Your assignment -
The answer must restate every record word for word.

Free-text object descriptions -
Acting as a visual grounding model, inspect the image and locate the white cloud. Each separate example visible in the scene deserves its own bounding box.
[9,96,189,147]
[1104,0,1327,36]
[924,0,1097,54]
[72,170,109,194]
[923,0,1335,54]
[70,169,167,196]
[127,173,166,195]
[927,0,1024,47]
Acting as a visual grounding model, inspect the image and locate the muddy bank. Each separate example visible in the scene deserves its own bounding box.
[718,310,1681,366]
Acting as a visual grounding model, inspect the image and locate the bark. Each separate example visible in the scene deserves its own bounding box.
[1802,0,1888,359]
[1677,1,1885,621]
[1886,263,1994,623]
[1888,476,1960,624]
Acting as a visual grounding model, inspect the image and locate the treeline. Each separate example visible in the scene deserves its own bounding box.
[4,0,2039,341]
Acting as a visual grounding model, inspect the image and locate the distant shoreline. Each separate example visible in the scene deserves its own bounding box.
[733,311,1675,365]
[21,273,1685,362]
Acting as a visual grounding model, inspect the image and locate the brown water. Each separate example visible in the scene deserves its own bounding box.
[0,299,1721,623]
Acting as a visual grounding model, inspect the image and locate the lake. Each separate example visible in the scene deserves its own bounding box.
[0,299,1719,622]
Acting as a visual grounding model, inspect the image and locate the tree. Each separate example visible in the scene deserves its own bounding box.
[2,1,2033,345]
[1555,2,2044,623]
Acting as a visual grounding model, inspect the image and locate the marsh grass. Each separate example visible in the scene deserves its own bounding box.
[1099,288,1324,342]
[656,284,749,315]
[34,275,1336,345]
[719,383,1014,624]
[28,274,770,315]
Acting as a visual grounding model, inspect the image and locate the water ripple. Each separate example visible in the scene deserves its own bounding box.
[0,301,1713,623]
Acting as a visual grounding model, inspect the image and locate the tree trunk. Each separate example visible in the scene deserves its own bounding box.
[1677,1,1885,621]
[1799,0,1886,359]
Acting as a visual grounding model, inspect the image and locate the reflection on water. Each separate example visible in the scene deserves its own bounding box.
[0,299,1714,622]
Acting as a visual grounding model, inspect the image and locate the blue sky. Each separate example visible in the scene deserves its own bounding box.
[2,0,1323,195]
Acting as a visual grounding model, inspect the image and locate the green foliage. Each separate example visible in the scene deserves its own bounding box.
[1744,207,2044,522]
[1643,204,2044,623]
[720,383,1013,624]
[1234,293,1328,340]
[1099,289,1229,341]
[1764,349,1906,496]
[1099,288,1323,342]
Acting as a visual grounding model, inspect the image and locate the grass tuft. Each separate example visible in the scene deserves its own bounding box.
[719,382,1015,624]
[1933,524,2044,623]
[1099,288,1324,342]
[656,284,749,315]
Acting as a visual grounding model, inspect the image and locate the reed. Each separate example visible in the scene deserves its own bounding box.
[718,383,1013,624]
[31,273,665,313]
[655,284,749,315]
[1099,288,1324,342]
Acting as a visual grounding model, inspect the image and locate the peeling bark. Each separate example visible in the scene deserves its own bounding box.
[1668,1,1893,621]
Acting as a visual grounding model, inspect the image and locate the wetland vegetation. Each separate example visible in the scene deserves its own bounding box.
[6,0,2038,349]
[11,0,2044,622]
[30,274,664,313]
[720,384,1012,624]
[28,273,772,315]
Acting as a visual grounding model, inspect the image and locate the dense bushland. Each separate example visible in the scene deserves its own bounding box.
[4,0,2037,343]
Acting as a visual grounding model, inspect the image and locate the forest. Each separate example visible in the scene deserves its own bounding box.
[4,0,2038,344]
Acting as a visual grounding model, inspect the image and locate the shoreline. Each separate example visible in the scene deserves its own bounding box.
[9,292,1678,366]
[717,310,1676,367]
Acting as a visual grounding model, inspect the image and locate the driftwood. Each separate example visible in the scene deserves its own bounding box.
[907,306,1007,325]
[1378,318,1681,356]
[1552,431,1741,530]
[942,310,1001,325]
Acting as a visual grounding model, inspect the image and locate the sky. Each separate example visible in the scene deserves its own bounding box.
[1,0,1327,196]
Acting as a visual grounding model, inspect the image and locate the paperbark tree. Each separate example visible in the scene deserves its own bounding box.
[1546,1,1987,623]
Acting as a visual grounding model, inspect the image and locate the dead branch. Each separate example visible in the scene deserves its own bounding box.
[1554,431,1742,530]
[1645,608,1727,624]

Written reply -
Acting as a visual grounding model, inspect the image and locate the white cloud. Each separate example visible in the scene deserves its own bounding box.
[9,96,189,147]
[1104,0,1327,36]
[924,0,1097,54]
[72,170,109,194]
[923,0,1335,54]
[70,169,167,196]
[127,173,166,195]
[927,0,1024,47]
Acting as a visual grounding model, inspect the image and locate the muddy bank. Each separate example visible in the scene deserves its own bounding box.
[718,310,1681,366]
Acting as a visual grounding model, inspect the image and locate the bark. Each separate example visible in the scene deserves its own bounding box.
[1802,0,1888,359]
[1677,1,1885,621]
[1886,263,1994,623]
[1888,476,1960,624]
Acting as a visual grounding model, inspect the image and locate the treeline. Each separate example visible in the scene deserves its own bounding box.
[4,0,2039,341]
Acting as a visual grounding model, inspect the image and locate the distant shoreline. Each separate example visible in the scene deserves its own bounding box.
[733,311,1675,365]
[21,273,1685,362]
Acting as a visual grounding model, inspect the image and locate the brown water. Each separate example visible in the scene deserves its own bounding box.
[0,299,1721,623]
Acting as a visual grounding model, inspect the image and locate the lake. Each separate example visible in the scene deserves its own bounding box.
[0,299,1719,622]
Acting as a visual grounding model, inspect the image and locate the tree. Each separate example visible in the scene deserves its own bounding box.
[2,1,2033,345]
[1555,2,2044,623]
Acting as a visual grounding model, inspect the image and locate the marsh grass. Each separate example visible in the scene deserves its own bounding box.
[1099,288,1324,342]
[656,284,749,315]
[34,275,1336,345]
[719,383,1014,624]
[28,274,770,315]
Acting as a visual grounding model, inspect the image and locate the water ripple. Each separate example visible in the scene deserves its own bounding box.
[0,301,1713,623]
Acting as a visual grounding model, inspect the image and locate the tree trunk. Each separate example visible in the scene deserves its own bounding box.
[1677,1,1885,621]
[1799,0,1886,359]
Acting as a visual grounding model, inspect the image and locate the reflection on water. Each separate example visible in the scene deserves its own bounding box.
[0,299,1714,622]
Acting as a visual grounding model, inspect the image and locate the blue sky. Each separate example visible in the scene deserves its own bounding box.
[2,0,1323,195]
Acting as a visual grounding model, inspect the image and locate the green foliage. Each separate example visible in the scene deserves its own bounding box.
[1744,207,2044,522]
[1643,204,2044,623]
[720,383,1013,624]
[1234,293,1328,340]
[1099,289,1229,341]
[1764,349,1906,496]
[1099,288,1323,342]
Acting as a visual grounding model, inspect the image and locate the grass tuft. Each separate example visible in the scene deserves its own bounding box.
[719,382,1015,624]
[1933,524,2044,623]
[1099,288,1324,342]
[656,284,749,315]
Acting as a visual grounding model, inspect the image and locate the reed. Each separate example visible in the scene deserves its own bounding box.
[718,383,1013,624]
[31,273,665,313]
[655,284,749,315]
[1099,288,1324,342]
Acting as a visual grounding model, inspect the image and locate the peeling bark. Each separate example visible in the scene deserves its own bounding box.
[1668,1,1893,621]
Acting as a visual grounding model, inspect the image and locate the wetland vegetation. Each separate example visible in the scene deserves its own bounding box.
[6,0,2038,349]
[11,0,2044,622]
[30,274,664,313]
[720,384,1012,624]
[28,273,772,315]
Acting as a visual grounding model, inspect the image and locate the dense bushland. Each separate example visible in the scene deserves its own bounding box.
[4,0,2037,343]
Acting as a visual grounding model, inspect the image and locate the forest. Each separate example visible in the scene deserves its own bounding box.
[4,0,2038,344]
Acting as a visual grounding model, inspect the image and locate the shoreline. Each separate example visible in the scene deserves its own bounding box.
[9,292,1678,366]
[717,310,1676,367]
Acting as a visual grounding model, inspect the image and locate the driftwood. Each separate example visible in the scene deserves its own bounding box.
[907,306,1007,325]
[1378,318,1681,356]
[1552,431,1741,530]
[942,310,1001,325]
Acting as a visual grounding model, inspect the image and locate the sky. Each separate example visible in the scene deserves its own bounding box.
[1,0,1327,196]
Acting as a visual grounding model, inspect the image and locate the paperbark tree. Each separate example visible in the scene deserves its own bounding box.
[1546,1,1987,623]
Acting as a visual grounding model, inspect the image and locate the dead branch. Each separate example visible in the scene deserves its own bounding box.
[1554,431,1742,530]
[1645,608,1727,624]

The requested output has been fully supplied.